--- Available records ---
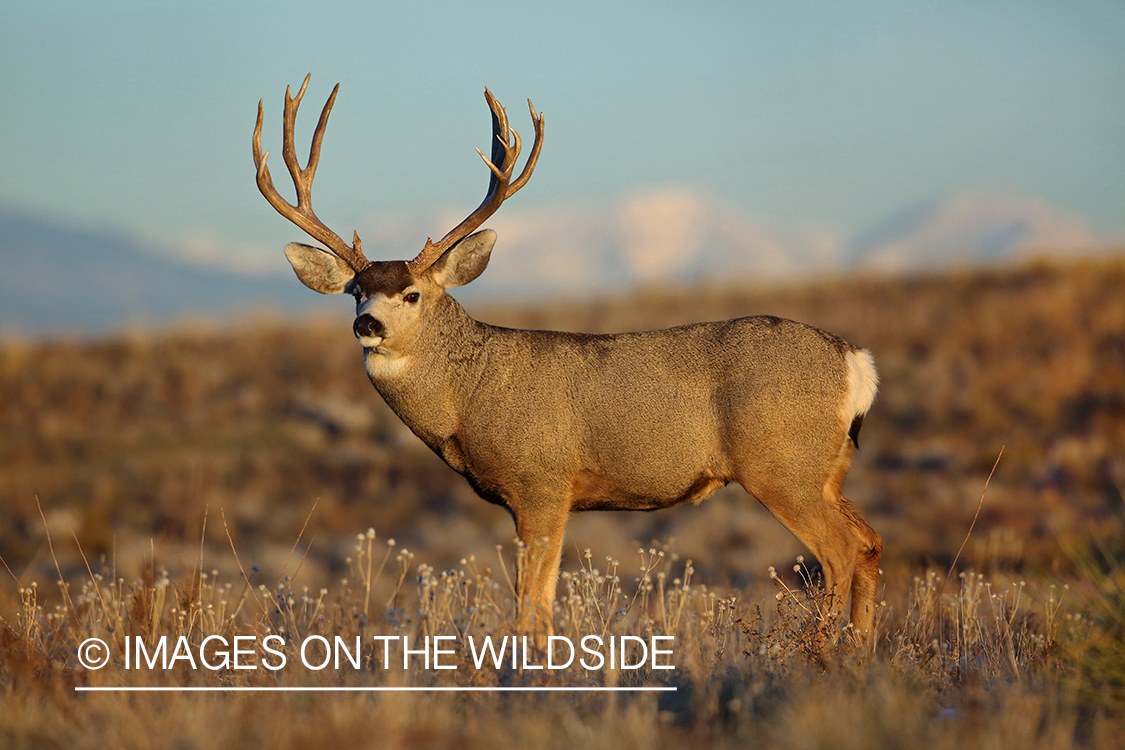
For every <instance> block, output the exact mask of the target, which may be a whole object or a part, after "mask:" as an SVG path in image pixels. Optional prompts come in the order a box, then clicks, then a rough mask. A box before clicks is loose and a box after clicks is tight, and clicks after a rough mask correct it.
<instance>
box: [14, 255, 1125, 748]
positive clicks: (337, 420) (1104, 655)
mask: <svg viewBox="0 0 1125 750" xmlns="http://www.w3.org/2000/svg"><path fill="white" fill-rule="evenodd" d="M478 313H479V315H480V317H483V318H484V319H487V320H489V322H495V323H499V324H510V325H526V326H543V327H557V328H578V329H588V331H606V329H628V328H645V327H656V326H661V325H672V324H676V323H685V322H688V320H692V319H704V318H721V317H729V316H733V315H744V314H755V313H769V314H778V315H784V316H787V317H794V318H798V319H802V320H807V322H809V323H812V324H816V325H820V326H822V327H825V328H828V329H831V331H834V332H837V333H839V334H841V335H844V336H845V337H847V338H848V340H852V341H854V342H856V343H858V344H862V345H864V346H867V347H870V349H872V350H873V351H874V352H875V355H876V361H877V363H879V367H880V372H881V374H882V389H881V394H880V398H879V400H877V401H876V405H875V407H874V410H873V412H872V415H871V418H870V419H868V421H867V422H866V423H865V425H864V432H863V435H862V439H861V444H862V449H861V451H859V452H858V453H857V458H856V462H855V467H854V469H853V472H852V476H850V478H849V480H848V485H847V488H846V489H847V491H848V495H849V497H852V499H853V500H855V501H856V504H857V505H858V506H859V507H861V508H862V509H863V510H864V514H865V516H866V517H867V518H868V519H870V521H871V523H872V525H874V526H875V527H876V528H877V530H879V531H880V532H881V533H882V534H883V536H884V540H885V542H886V546H885V553H884V560H883V569H884V576H883V582H882V587H881V590H880V602H881V605H880V611H879V617H877V633H876V635H877V638H876V639H875V641H874V644H873V645H872V647H870V648H859V647H858V645H856V644H854V643H853V642H852V640H850V634H849V632H848V631H847V630H846V629H843V623H831V622H829V621H828V620H827V618H826V616H825V614H823V613H826V612H828V611H830V609H831V607H830V606H828V605H829V603H827V602H826V600H825V599H823V597H822V595H818V594H817V593H816V585H814V584H816V580H817V578H816V575H817V571H816V562H814V561H813V560H811V559H809V560H808V561H804V560H802V561H800V562H796V563H795V570H794V569H793V568H794V562H793V561H794V559H795V557H796V555H798V554H800V553H801V552H802V550H801V549H800V546H799V545H798V544H796V543H795V542H794V541H792V540H791V539H790V537H789V535H787V533H786V532H784V531H783V530H782V528H781V527H780V526H778V525H777V524H776V522H775V521H773V519H772V518H771V517H769V516H768V514H766V513H765V512H764V510H762V509H760V508H758V507H756V505H755V504H754V503H753V501H750V500H749V499H748V498H746V497H745V495H742V494H741V493H739V491H733V490H729V491H727V490H723V491H720V493H719V494H717V496H715V497H713V498H712V499H709V500H708V501H705V503H703V504H701V505H700V506H697V507H685V508H676V509H673V510H669V512H664V513H656V514H585V515H583V516H578V517H576V518H575V519H574V521H573V523H571V525H570V530H569V534H568V539H569V540H570V541H569V543H568V545H567V550H566V555H565V561H564V571H565V572H564V577H562V579H561V580H560V585H559V598H558V600H557V603H556V611H555V622H553V625H555V632H556V633H559V634H565V635H569V636H571V638H574V636H577V635H579V634H588V633H601V634H603V635H612V634H616V635H674V636H675V639H676V640H675V647H674V649H675V657H674V662H675V665H676V667H677V668H676V670H674V671H668V670H655V669H646V670H636V671H631V670H618V671H616V672H612V671H605V670H594V671H588V672H587V671H586V670H562V671H561V672H547V671H546V670H543V671H538V672H537V671H535V670H522V671H521V670H520V669H486V670H476V669H468V668H465V666H466V663H467V662H466V661H465V659H466V653H465V644H466V643H467V639H468V638H469V636H474V638H477V639H479V638H483V636H484V635H486V634H492V635H505V634H510V633H511V629H512V623H513V616H514V596H513V591H514V589H513V586H512V579H513V576H514V568H515V561H516V558H517V557H519V554H520V551H519V549H516V548H513V546H512V543H511V536H512V527H511V519H510V518H508V516H507V514H506V513H504V512H503V510H501V509H498V508H495V507H493V506H489V505H487V504H485V503H481V501H480V500H479V499H478V498H476V497H474V496H472V494H471V491H469V490H468V488H467V487H466V486H465V482H463V480H461V479H460V478H459V477H457V476H456V475H453V473H452V472H450V471H449V470H448V469H447V468H445V467H444V466H443V464H441V463H440V461H438V459H436V458H435V457H433V455H431V454H430V453H429V452H427V451H426V450H425V449H424V448H422V446H421V444H420V443H418V442H417V441H416V440H415V439H414V437H413V436H412V435H409V434H408V432H406V431H405V428H404V427H402V425H400V424H399V423H398V422H397V419H396V418H395V417H394V415H391V414H390V413H389V412H388V410H387V409H386V408H385V407H384V405H382V404H381V403H380V401H379V399H378V397H377V396H376V395H375V394H373V391H372V390H371V388H370V385H369V383H368V382H367V380H366V378H364V376H363V372H362V368H361V364H360V359H359V353H358V351H357V350H355V346H354V342H353V341H352V337H351V334H350V331H349V326H348V322H346V319H341V320H321V322H304V323H300V324H296V323H293V322H286V323H284V324H279V325H277V326H263V325H260V324H254V325H248V326H245V327H235V328H233V329H222V328H218V329H210V331H203V329H192V331H189V329H181V331H173V332H169V333H168V334H167V335H153V334H144V335H141V334H136V335H127V336H122V337H118V338H114V340H109V341H102V342H78V341H70V342H66V341H56V342H44V343H27V342H22V343H20V342H6V343H3V344H0V498H2V499H0V557H2V558H3V560H4V561H6V563H7V566H8V567H9V569H10V575H9V572H7V571H0V576H2V577H3V580H2V581H0V618H2V620H0V706H2V708H0V744H3V746H4V747H13V748H20V747H26V748H33V747H34V748H40V747H45V748H51V747H60V748H62V747H66V748H71V747H88V746H95V744H97V746H99V747H102V746H109V747H126V748H128V747H182V748H191V747H215V746H228V747H234V746H245V744H254V746H262V744H268V746H270V747H279V748H286V747H325V746H335V747H340V748H350V747H466V748H474V747H485V746H488V747H494V746H495V744H497V743H506V744H512V743H522V744H525V746H532V747H547V748H552V747H575V746H579V744H580V746H592V747H603V746H613V747H645V748H652V747H672V746H683V744H705V746H709V747H711V746H713V747H739V746H746V744H754V746H762V747H783V748H810V747H834V748H836V747H841V748H850V747H855V748H866V747H888V746H892V747H894V746H899V747H921V746H926V747H939V748H940V747H965V746H967V747H992V746H994V747H1002V748H1009V747H1014V746H1015V747H1027V748H1070V747H1092V748H1100V747H1116V744H1117V742H1116V738H1117V735H1118V734H1119V733H1120V731H1122V730H1123V729H1125V726H1123V711H1125V688H1123V686H1125V657H1123V654H1125V645H1123V641H1125V632H1123V630H1122V627H1123V626H1122V623H1123V622H1125V594H1123V591H1125V572H1123V571H1125V568H1123V560H1125V546H1123V543H1122V540H1123V539H1125V527H1123V522H1122V519H1123V516H1125V510H1123V500H1122V494H1123V488H1125V457H1123V449H1122V446H1123V445H1125V261H1123V260H1120V259H1102V260H1097V261H1092V260H1091V261H1079V262H1073V263H1068V264H1045V263H1039V264H1033V265H1026V266H1020V268H1014V269H996V270H989V271H982V272H975V273H969V272H964V273H954V274H948V275H944V277H934V278H919V279H909V280H885V279H858V280H857V279H848V280H839V281H826V282H821V283H818V284H810V286H799V287H792V288H786V289H754V288H750V289H705V290H700V289H696V290H666V291H649V292H645V293H640V295H636V296H633V297H630V298H627V299H620V300H602V301H598V302H589V304H584V305H567V306H564V305H550V306H542V307H539V308H534V309H522V310H483V311H478ZM1001 446H1002V448H1003V458H1002V459H1001V461H1000V464H999V467H998V468H997V472H996V476H994V477H993V479H992V481H991V484H990V485H989V489H988V493H987V496H985V499H984V503H983V505H982V507H981V510H980V516H979V518H978V519H976V523H975V526H974V527H973V532H972V535H970V536H969V540H967V543H965V545H964V551H963V553H962V554H961V558H960V561H958V564H957V566H956V568H955V569H954V571H953V573H952V576H951V577H949V578H948V580H947V579H946V571H948V570H949V568H951V566H952V564H953V562H954V557H955V555H956V554H957V551H958V549H960V548H961V545H962V542H964V541H965V533H966V531H967V528H969V527H970V524H971V523H972V521H973V518H974V516H975V514H976V510H978V503H979V500H980V497H981V490H982V487H983V484H984V478H985V477H987V476H988V472H989V470H990V468H991V467H992V463H993V461H994V460H996V457H997V454H998V453H999V452H1000V450H1001ZM38 505H42V509H43V510H42V515H40V512H39V508H38V507H37V506H38ZM369 526H373V527H375V528H378V530H380V531H386V532H387V533H389V534H391V535H393V536H394V537H395V540H394V541H395V543H394V544H393V543H391V542H390V540H388V539H386V537H385V536H384V535H382V534H380V535H379V536H378V537H377V536H375V535H373V533H370V534H369V533H362V534H359V535H357V533H355V532H357V530H361V528H368V527H369ZM48 535H50V539H51V543H48ZM654 540H665V541H654ZM497 545H501V549H499V550H497ZM586 548H591V549H592V550H593V551H591V552H588V553H587V551H586ZM688 559H690V562H688ZM771 566H772V567H773V568H774V569H775V570H774V575H773V576H772V575H771ZM826 632H828V633H831V638H837V636H838V638H839V640H840V649H839V653H838V654H837V657H836V658H834V659H831V660H829V661H828V662H827V663H825V662H822V661H821V660H820V659H819V658H818V650H817V648H816V644H817V643H818V641H819V640H822V638H823V633H826ZM269 634H277V635H282V636H286V638H287V641H289V640H290V639H300V638H306V636H308V635H323V636H325V638H328V639H330V640H331V638H333V636H335V635H341V636H343V638H345V639H353V638H354V636H355V635H359V636H360V638H361V641H362V643H363V644H364V656H363V662H362V665H361V668H360V669H358V670H354V669H350V668H349V669H343V670H336V669H325V670H306V669H302V668H299V666H297V665H295V662H294V661H293V659H290V662H289V665H288V666H287V668H286V669H284V670H280V671H277V672H275V671H271V670H268V669H259V670H253V671H251V670H237V671H236V670H226V671H212V670H207V669H190V668H189V667H187V666H185V665H183V663H182V662H180V663H178V665H177V666H176V667H174V668H173V669H170V670H168V671H164V670H156V671H152V670H128V671H127V670H124V669H123V668H122V666H120V663H119V658H120V653H119V648H120V645H122V644H123V643H124V642H125V641H124V639H125V638H126V636H131V638H142V639H144V640H145V642H146V644H150V645H151V644H153V643H155V640H154V639H159V636H161V635H164V636H170V638H178V636H180V635H183V636H185V638H186V639H187V640H188V642H189V643H191V644H196V645H198V644H199V643H200V642H201V641H203V640H204V639H205V638H207V636H208V635H225V636H230V638H233V636H234V635H249V636H253V638H257V639H262V638H264V636H266V635H269ZM427 634H429V635H449V636H452V639H453V640H452V641H451V642H453V643H456V644H457V648H458V649H459V651H458V656H456V657H453V659H454V660H457V661H456V662H457V663H458V666H460V667H461V668H459V669H457V670H448V671H444V672H441V674H438V672H436V671H435V670H426V669H424V668H418V667H417V665H414V666H412V668H411V669H408V670H405V671H404V670H402V669H396V670H391V669H386V670H385V669H382V668H381V663H379V659H377V657H379V658H381V657H380V653H381V652H378V651H377V649H376V643H375V642H373V641H371V638H372V636H376V635H380V636H381V635H408V636H409V638H412V639H417V638H424V636H425V635H427ZM90 636H97V638H101V639H104V640H106V642H107V643H110V644H113V645H114V648H115V649H117V651H116V652H115V653H116V657H115V658H117V659H118V661H116V662H114V663H111V665H110V666H108V667H106V668H104V669H101V670H97V671H91V670H84V669H82V668H81V666H79V665H78V662H77V654H75V653H74V649H75V648H77V647H78V645H79V644H80V643H81V642H82V641H83V640H84V639H87V638H90ZM294 642H295V641H294ZM290 656H291V654H290ZM469 666H471V665H469ZM407 684H409V685H435V686H467V687H489V686H521V685H526V686H533V685H539V684H546V685H553V686H561V685H578V686H604V685H607V684H609V685H619V686H627V687H628V686H631V685H648V686H668V687H675V688H676V690H675V692H674V693H664V694H658V695H655V694H628V693H616V694H565V695H559V694H490V693H459V694H452V695H450V694H416V693H411V694H399V693H389V694H373V695H372V694H336V693H333V694H324V693H311V694H298V695H279V694H241V693H236V694H183V693H168V694H155V695H151V694H129V695H122V694H87V693H81V694H75V692H74V687H79V686H99V685H100V686H140V685H164V686H172V687H177V686H197V687H201V686H224V685H225V686H252V685H262V686H319V687H326V686H343V687H348V686H396V685H407Z"/></svg>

--- What is needed ---
Retype everything from the start of the records down to the line containing "positive clicks: (337, 420) (1104, 655)", with both ends included, and leave the pictures out.

--- Task response ---
For every <instance> block, output the exact mask of the target, which may be a whole object or a part, after "mask:" as an SVG path in image pixels. Optional prompts come in the order a box, then clicks, then a rough mask. A box before clicks is loose and a box after clicks is tight, and clicks after a rough mask correct it.
<instance>
box: [14, 255, 1125, 748]
positive clicks: (337, 420) (1104, 655)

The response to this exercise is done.